▸ **Passage given**
While in the eventual conclusion, the NCLAT held that the share application money paid in violation of the procedure specified under Section 42 of the 2013 Act did not qualify as financial debt, it appears that NCLAT had proceeded on the presumption that an unpaid share application money would partake the character of financial debt as long as such money was received by the corporate debtor in compliance with the statutory norms. It may be noted that the jurisprudence is not yet settled as to whether unpaid share application money would be considered a financial debt, especially considering that money received is paid towards shares, which is ‘goods’ and would ideally qualify as an operational debt.

4. In Loramitra Rath v. JM Financial Asset Reconstruction Company Limited (Company Appeal (AT)(Insolvency) No. 1359 & 1360 of 2023), the NCLAT observed that reserving and pronouncement of a judgment is a continuation of the same process and hence filing of an interim application after the reservation of the judgment, is not entertainable.

The NCLAT further held that where the corporate debtor had accepted the assignment agreement concluded between a financial creditor and an asset reconstruction company under an OTS proposal, it could not be allowed to deny its liability on the basis that the corporate debtor’s balance sheet continued to show the debt owed to the assignor-creditor and not to the assignee-applicant.

▸ **To do**
According to the passage on NCLAT rulings, why is an interim application filed after a judgment has been reserved not entertainable?

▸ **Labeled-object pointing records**
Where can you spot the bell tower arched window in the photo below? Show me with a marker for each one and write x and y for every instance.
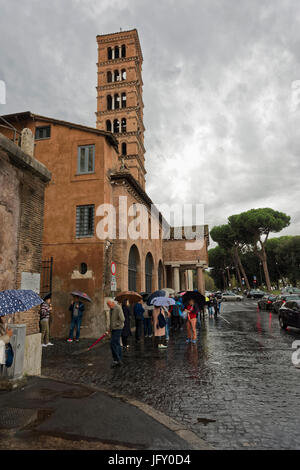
(116, 126)
(124, 148)
(117, 101)
(123, 124)
(123, 100)
(109, 76)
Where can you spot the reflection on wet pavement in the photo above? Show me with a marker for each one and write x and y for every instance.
(237, 388)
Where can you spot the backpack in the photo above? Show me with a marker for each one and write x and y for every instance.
(175, 310)
(9, 355)
(161, 321)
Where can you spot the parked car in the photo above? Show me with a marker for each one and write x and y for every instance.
(290, 290)
(255, 294)
(289, 314)
(266, 302)
(282, 299)
(218, 294)
(229, 295)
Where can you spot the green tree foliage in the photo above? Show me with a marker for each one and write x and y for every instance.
(209, 282)
(254, 226)
(219, 259)
(229, 240)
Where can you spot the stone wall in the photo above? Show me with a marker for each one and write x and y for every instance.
(22, 186)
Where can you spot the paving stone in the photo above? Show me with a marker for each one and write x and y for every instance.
(253, 394)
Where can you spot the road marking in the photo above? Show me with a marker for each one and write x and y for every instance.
(224, 319)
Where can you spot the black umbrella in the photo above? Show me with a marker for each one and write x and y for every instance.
(157, 293)
(196, 296)
(82, 295)
(145, 295)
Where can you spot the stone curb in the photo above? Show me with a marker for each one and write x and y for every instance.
(170, 423)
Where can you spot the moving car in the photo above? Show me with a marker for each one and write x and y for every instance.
(282, 299)
(266, 302)
(229, 295)
(218, 294)
(289, 314)
(290, 290)
(255, 294)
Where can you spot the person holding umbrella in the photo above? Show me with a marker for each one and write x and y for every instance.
(159, 319)
(76, 308)
(191, 322)
(126, 329)
(45, 310)
(117, 320)
(138, 311)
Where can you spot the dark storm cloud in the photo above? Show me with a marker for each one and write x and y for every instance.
(220, 128)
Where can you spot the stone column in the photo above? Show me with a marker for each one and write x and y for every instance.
(182, 280)
(190, 279)
(176, 279)
(200, 280)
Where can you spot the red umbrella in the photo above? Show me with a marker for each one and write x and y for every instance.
(99, 339)
(82, 295)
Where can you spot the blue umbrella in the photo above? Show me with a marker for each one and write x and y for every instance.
(162, 301)
(157, 293)
(13, 301)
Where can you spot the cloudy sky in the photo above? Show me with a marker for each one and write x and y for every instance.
(221, 81)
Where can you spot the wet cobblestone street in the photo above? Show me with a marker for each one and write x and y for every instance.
(237, 388)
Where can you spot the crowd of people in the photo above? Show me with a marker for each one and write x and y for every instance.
(156, 322)
(150, 321)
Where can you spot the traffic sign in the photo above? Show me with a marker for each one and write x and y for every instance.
(113, 268)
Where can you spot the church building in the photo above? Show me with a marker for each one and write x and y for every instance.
(93, 168)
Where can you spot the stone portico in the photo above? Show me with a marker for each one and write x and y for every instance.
(181, 263)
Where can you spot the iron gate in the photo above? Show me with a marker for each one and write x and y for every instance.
(46, 276)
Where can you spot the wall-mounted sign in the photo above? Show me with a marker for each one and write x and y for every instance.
(31, 281)
(113, 268)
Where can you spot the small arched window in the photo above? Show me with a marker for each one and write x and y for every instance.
(123, 125)
(116, 126)
(109, 102)
(109, 77)
(124, 148)
(117, 101)
(83, 268)
(123, 100)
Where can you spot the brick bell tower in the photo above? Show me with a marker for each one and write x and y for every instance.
(119, 96)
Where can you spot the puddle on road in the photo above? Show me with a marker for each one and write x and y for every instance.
(205, 421)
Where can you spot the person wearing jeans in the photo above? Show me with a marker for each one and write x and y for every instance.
(45, 310)
(147, 320)
(76, 308)
(191, 323)
(167, 317)
(117, 320)
(138, 311)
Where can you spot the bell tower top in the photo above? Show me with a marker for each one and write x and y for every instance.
(119, 96)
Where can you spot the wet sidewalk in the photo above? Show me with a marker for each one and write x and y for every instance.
(236, 389)
(52, 414)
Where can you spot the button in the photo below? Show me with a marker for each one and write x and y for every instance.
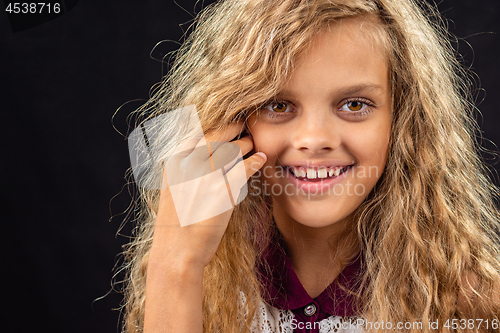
(310, 310)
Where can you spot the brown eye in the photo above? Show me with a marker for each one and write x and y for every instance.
(355, 105)
(279, 107)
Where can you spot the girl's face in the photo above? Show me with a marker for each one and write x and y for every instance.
(326, 135)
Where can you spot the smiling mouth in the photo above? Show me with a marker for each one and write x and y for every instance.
(317, 174)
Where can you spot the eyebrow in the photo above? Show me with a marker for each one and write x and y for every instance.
(361, 88)
(351, 90)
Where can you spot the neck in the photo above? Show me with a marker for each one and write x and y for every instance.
(318, 255)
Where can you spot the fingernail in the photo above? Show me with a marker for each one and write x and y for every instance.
(262, 154)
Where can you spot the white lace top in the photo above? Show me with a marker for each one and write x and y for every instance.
(269, 319)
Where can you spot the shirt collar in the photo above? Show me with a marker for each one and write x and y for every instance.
(283, 289)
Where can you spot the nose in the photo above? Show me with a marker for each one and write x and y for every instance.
(316, 132)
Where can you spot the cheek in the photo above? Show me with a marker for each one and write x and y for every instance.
(370, 145)
(267, 139)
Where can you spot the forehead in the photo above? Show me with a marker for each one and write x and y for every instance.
(349, 52)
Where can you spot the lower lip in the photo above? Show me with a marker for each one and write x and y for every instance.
(322, 186)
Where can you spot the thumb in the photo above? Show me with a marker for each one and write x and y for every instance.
(254, 163)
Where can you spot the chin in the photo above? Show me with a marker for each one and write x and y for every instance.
(315, 214)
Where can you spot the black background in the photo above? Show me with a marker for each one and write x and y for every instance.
(63, 163)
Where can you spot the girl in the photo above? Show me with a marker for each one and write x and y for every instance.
(368, 207)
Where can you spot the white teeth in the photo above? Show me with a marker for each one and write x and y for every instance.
(311, 173)
(314, 174)
(302, 173)
(322, 173)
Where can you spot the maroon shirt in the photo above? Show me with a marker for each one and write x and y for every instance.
(283, 290)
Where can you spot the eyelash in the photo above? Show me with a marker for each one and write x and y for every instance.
(368, 105)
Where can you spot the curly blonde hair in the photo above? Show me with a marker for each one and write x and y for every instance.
(430, 221)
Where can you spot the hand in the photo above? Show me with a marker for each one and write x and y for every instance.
(195, 244)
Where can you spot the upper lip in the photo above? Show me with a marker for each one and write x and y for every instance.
(319, 164)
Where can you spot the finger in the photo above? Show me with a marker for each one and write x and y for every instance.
(254, 163)
(227, 133)
(223, 153)
(245, 144)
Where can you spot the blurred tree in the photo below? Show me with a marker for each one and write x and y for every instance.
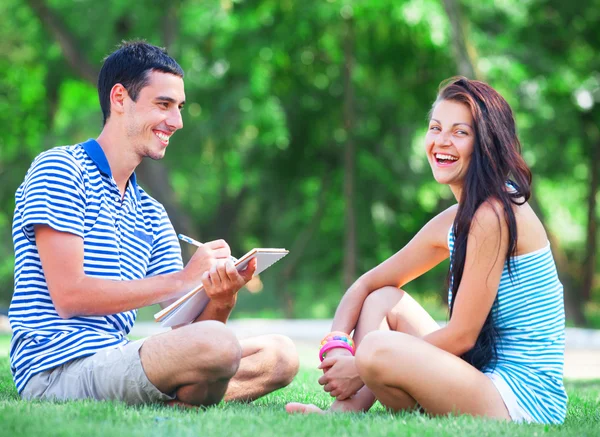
(304, 123)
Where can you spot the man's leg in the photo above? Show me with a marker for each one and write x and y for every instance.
(195, 362)
(269, 362)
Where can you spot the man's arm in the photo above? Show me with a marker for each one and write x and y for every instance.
(76, 294)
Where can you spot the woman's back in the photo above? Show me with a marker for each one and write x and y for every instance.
(528, 315)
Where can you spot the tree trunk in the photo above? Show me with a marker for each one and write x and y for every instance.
(463, 51)
(71, 50)
(591, 245)
(572, 299)
(299, 246)
(349, 158)
(153, 174)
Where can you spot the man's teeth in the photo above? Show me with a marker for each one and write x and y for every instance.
(446, 157)
(162, 136)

▸ **Exercise result**
Reserving and pronouncing a judgment is a continuation of the same process.